Task objective ->
Every record shown below is to be output exactly.
..........
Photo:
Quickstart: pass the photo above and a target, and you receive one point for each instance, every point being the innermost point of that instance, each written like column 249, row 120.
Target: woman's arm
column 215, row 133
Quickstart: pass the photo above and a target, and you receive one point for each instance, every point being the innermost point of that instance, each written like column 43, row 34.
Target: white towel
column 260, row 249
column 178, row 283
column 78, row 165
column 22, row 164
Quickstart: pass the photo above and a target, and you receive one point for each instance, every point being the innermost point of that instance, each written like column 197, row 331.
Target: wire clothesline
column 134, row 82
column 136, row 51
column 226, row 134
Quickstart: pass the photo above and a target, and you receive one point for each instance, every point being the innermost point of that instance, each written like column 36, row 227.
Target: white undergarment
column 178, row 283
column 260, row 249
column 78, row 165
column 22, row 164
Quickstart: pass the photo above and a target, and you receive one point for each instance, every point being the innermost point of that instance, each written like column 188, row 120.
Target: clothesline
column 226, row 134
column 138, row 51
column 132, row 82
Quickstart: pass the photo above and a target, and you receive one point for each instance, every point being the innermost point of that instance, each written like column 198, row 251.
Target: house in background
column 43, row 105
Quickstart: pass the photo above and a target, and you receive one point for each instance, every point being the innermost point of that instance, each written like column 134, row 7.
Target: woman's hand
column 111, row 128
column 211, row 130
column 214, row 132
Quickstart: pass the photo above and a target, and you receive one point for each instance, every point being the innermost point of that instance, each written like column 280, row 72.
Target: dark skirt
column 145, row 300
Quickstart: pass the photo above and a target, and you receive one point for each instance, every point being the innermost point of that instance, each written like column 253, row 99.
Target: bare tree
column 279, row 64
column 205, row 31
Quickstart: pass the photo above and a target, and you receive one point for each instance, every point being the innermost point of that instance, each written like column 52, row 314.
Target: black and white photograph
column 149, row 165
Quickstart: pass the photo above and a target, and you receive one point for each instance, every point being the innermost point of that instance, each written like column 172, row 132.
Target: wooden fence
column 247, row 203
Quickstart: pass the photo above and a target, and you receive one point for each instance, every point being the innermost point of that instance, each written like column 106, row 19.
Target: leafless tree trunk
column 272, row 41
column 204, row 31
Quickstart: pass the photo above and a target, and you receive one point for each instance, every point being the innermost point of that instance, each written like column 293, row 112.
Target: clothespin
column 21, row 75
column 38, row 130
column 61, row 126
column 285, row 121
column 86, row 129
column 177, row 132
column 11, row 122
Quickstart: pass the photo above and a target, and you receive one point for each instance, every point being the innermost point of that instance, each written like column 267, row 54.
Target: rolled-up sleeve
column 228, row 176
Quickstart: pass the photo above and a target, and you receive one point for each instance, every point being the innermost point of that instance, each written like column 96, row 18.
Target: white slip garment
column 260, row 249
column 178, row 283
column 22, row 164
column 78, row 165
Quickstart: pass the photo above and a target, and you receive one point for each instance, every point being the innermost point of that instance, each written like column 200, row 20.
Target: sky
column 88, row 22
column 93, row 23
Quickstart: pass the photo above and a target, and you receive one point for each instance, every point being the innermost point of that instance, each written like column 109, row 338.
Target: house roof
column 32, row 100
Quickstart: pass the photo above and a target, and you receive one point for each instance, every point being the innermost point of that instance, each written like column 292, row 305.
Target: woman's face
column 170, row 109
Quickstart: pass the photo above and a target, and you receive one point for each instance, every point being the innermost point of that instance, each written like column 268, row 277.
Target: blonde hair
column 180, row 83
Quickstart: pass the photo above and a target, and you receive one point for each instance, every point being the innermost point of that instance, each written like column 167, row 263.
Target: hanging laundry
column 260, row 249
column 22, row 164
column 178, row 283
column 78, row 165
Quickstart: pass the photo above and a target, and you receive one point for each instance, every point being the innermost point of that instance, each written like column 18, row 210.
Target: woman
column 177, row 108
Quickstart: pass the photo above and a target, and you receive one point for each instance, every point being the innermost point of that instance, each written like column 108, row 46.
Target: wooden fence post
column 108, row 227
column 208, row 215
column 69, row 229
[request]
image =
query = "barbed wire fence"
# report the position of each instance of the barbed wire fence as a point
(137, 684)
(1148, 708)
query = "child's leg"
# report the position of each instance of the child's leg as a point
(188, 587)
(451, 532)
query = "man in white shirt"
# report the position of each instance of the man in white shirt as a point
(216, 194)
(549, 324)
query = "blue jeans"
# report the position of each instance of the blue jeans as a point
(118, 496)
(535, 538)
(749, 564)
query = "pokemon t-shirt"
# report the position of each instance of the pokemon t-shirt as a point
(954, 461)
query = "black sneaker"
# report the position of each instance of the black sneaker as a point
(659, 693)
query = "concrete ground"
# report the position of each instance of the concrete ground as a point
..........
Solved exercise ->
Photo:
Quickstart: pass the photo above and a target, and you receive one point for each instance, every point being the innermost point of that instance, each written like column 249, row 120.
Target: woman's arm
column 215, row 133
Quickstart: pass the photo above and a target, and you receive one point for each instance, every point being the innermost point of that instance, each written like column 43, row 34.
Target: white towel
column 260, row 249
column 178, row 283
column 78, row 165
column 22, row 164
Quickstart: pass the photo above and a target, and you receive one point for each instance, every point being the innermost point of that instance, each written like column 197, row 331.
Target: wire clothesline
column 134, row 82
column 136, row 51
column 226, row 134
Quickstart: pass the photo above and a target, and you receive one point for each instance, every point being the innermost point of that instance, each written like column 36, row 227.
Target: white undergarment
column 178, row 283
column 260, row 249
column 78, row 165
column 22, row 164
Quickstart: pass the photo above and a target, and you receive one point for each instance, every point being the innermost point of that instance, each written like column 188, row 120.
Target: clothesline
column 226, row 134
column 138, row 51
column 132, row 82
Quickstart: pass the photo above and a target, and you receive one point for each instance, every point being the innermost point of that instance, each written like column 198, row 251.
Target: house in background
column 43, row 105
Quickstart: pass the photo above and a target, and you receive one point for each instance, every point being the innermost point of that instance, each written like column 134, row 7.
Target: woman's hand
column 111, row 128
column 211, row 130
column 214, row 132
Quickstart: pass the photo above and a target, and you receive one point for each instance, every point being the innermost point of that instance, each written like column 280, row 72.
Target: dark skirt
column 145, row 300
Quickstart: pass the photo above and a target, and you receive one point for each instance, every point being the innermost point of that instance, each written like column 253, row 99.
Target: bare tree
column 279, row 64
column 205, row 31
Quickstart: pass the photo above and a target, and you receive one point for each instance, every point being the innermost point of that instance, each written like column 52, row 314.
Target: black and white photograph
column 149, row 165
Quickstart: pass the photo above and a target, and you receive one point for each instance, every point being the innermost point of that instance, each written like column 172, row 132.
Target: wooden fence
column 247, row 203
Quickstart: pass the photo above and a target, and you receive one point for each instance, every point being the innermost point of that instance, each written like column 106, row 19.
Target: leafless tree trunk
column 272, row 41
column 204, row 31
Quickstart: pass the photo above and a target, and you receive one point for each instance, every point being the innermost point of that instance, each written like column 293, row 112.
Target: clothespin
column 21, row 75
column 38, row 130
column 61, row 126
column 285, row 121
column 86, row 129
column 177, row 132
column 11, row 122
Quickstart: pass the photo above and a target, and you receive one point for each instance, every point being the innermost point of that instance, each written like column 267, row 54.
Target: rolled-up sleeve
column 228, row 176
Quickstart: pass the photo above and a target, and you receive one point for each instance, every point being the innermost point of that instance, each written like column 96, row 18.
Target: white slip garment
column 260, row 249
column 178, row 283
column 22, row 164
column 78, row 165
Quickstart: pass the photo above and a target, and you receive one point for each instance, every point being the innermost point of that instance, each written like column 200, row 20.
Target: sky
column 88, row 22
column 93, row 23
Quickstart: pass the photo above and a target, and you receive one point for each instance, every point being the innermost point of that instance, each written like column 109, row 338.
Target: house roof
column 32, row 100
Quickstart: pass the photo above and a target, and you receive one point for each instance, every point being the innermost point of that instance, each written like column 292, row 305.
Target: woman's face
column 170, row 109
Quickstart: pass the photo above and a target, and you receive one point for each instance, every point being the innermost point of that instance, each written like column 268, row 277.
Target: blonde hair
column 180, row 83
Quickstart: pass the photo above and a target, and you receive one point for each instance, every point being the innermost point of that instance, each written like column 167, row 263.
Target: hanging laundry
column 260, row 249
column 22, row 164
column 178, row 283
column 78, row 165
Quickstart: pass the photo above and a target, and you receive one point for each instance, every point being the innermost point of that instance, each written like column 18, row 210.
Target: woman
column 177, row 108
Quickstart: pass the photo above and a target, and you receive one point for each instance, every point being the innermost point of that instance, each written like column 108, row 46.
Target: wooden fence post
column 108, row 227
column 208, row 215
column 69, row 229
[request]
image =
query = "barbed wire fence"
# report the position of each instance of the barbed wire fence as a point
(137, 684)
(1148, 708)
query = "child's leg"
# report the position of each instance of the child's leg as a point
(188, 587)
(451, 532)
query = "man in white shirt"
# report the position of each instance of the man in white shirt as a point
(216, 194)
(549, 324)
query = "blue jeans"
# report the position of each instance of the blue jeans as a point
(118, 496)
(535, 538)
(749, 564)
query = "pokemon t-shirt"
# report the position of each instance of the pokemon t-shirt as a point
(954, 461)
query = "black sneaker"
# report the position of each instance of the black sneaker as a point
(659, 693)
query = "concrete ground"
# report the position of each instance of the concrete ground as a point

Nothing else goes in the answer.